EXERCISE MATERIALS:

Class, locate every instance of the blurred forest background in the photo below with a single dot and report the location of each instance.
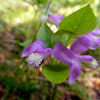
(19, 23)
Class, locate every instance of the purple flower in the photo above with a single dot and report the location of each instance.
(85, 42)
(53, 19)
(43, 18)
(36, 52)
(65, 55)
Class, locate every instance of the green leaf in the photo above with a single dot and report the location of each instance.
(56, 73)
(80, 22)
(60, 36)
(42, 1)
(44, 34)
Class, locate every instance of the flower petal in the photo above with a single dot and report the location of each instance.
(63, 54)
(75, 70)
(80, 45)
(55, 19)
(43, 18)
(95, 41)
(84, 58)
(94, 63)
(46, 52)
(37, 45)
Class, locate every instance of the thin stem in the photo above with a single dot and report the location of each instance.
(48, 7)
(54, 92)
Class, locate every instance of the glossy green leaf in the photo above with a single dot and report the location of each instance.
(80, 22)
(44, 34)
(42, 1)
(56, 73)
(60, 36)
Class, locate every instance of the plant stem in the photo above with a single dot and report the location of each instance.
(48, 7)
(54, 92)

DESCRIPTION OF THE TASK:
Update the material above so that every occurrence of "single dot" reads "single point", leaving all else unchanged. Omit the pictures from your version.

RESULT BELOW:
Class, locate every instance of the blurred forest background in the photo below with a single point and report the location of each instance.
(19, 23)
Class, locate every instance of the purple flower in the photo above with a single point and report the location of each instance.
(85, 42)
(53, 19)
(43, 18)
(36, 52)
(65, 55)
Class, locate every instance of the green leaf in the photo above with a single point and report the location of each instance.
(56, 73)
(80, 22)
(60, 36)
(42, 1)
(44, 34)
Class, locate every instance of the flower petal in the photo above with a single point and report the location of each instance.
(63, 54)
(75, 70)
(80, 45)
(55, 19)
(43, 18)
(95, 41)
(84, 58)
(94, 63)
(46, 52)
(37, 45)
Class, locate every instance of the thin stem in the photo above with a single point and report the location of each instance.
(48, 7)
(54, 92)
Class, locate every instance of the glossy green leaf in the photo above with a single point and report the location of each instance.
(80, 22)
(44, 34)
(42, 1)
(56, 73)
(60, 36)
Class, locate every instance of the plant stem in the photo above with a single point and report the location of each instance.
(48, 7)
(54, 92)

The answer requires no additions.